• [DATA PROVIDED]
+-------+

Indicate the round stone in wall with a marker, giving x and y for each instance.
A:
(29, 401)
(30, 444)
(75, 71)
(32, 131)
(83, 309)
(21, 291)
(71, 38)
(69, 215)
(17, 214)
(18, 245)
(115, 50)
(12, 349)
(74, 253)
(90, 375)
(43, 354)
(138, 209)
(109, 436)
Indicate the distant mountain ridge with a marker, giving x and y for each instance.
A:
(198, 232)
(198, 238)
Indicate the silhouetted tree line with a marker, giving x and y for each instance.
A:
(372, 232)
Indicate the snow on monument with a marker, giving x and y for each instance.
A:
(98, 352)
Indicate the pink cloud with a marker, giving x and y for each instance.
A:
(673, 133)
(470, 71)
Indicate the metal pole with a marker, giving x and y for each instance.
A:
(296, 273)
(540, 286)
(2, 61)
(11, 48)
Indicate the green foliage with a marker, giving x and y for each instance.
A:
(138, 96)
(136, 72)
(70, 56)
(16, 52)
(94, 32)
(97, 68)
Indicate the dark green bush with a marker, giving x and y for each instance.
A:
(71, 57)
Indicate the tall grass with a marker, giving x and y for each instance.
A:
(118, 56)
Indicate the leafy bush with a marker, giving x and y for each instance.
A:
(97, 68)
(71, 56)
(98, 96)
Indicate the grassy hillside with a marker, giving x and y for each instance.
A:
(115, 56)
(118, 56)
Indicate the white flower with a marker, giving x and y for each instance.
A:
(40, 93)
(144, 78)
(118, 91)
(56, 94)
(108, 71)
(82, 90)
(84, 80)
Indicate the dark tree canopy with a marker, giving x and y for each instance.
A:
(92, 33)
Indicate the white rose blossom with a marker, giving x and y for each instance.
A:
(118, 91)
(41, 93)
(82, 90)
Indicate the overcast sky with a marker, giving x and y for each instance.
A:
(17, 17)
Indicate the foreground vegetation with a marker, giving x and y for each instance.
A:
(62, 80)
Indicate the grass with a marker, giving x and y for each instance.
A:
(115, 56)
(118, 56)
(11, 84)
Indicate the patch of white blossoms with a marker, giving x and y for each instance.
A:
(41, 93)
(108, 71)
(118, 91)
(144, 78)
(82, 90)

+-------+

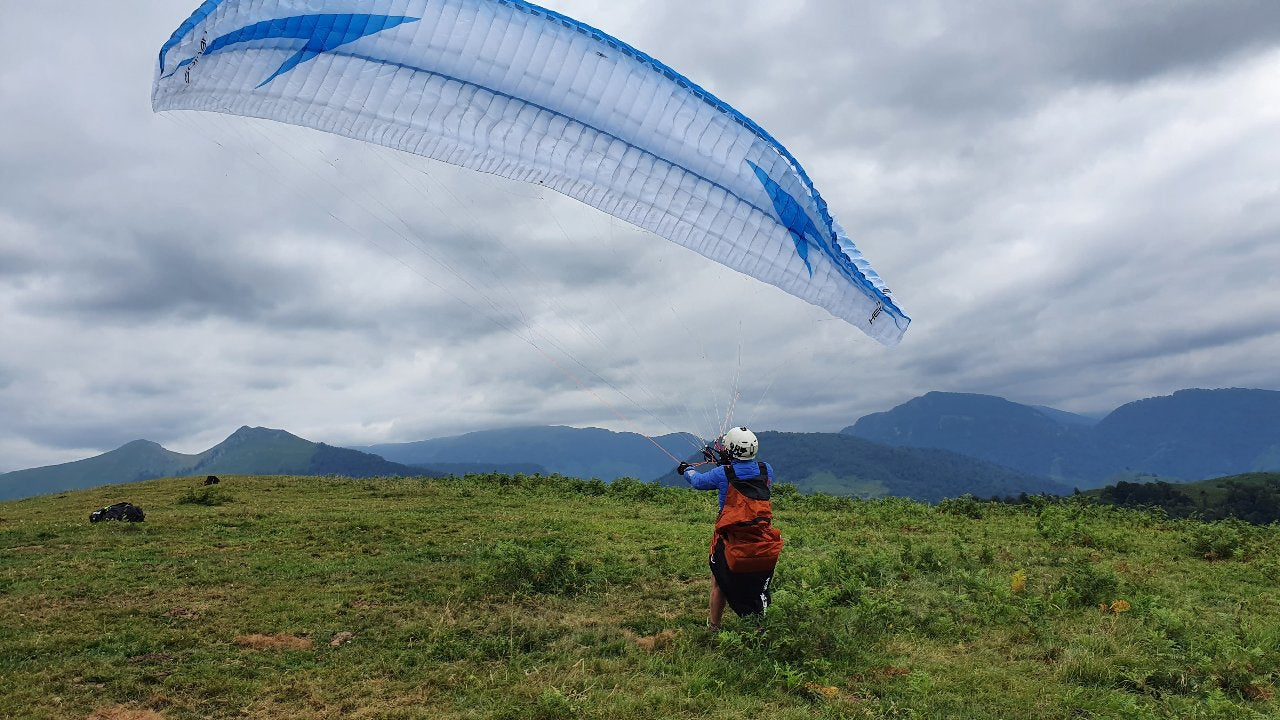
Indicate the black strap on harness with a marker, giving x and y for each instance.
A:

+-------+

• [BRIEF] Return each line from the data where the string "tree" can be found.

• [OUTPUT]
Indicate the silhouetted tree line with a marker, giving x and y for each instance.
Indicate the dark tree canopy with a marker, giving x and y for each instance.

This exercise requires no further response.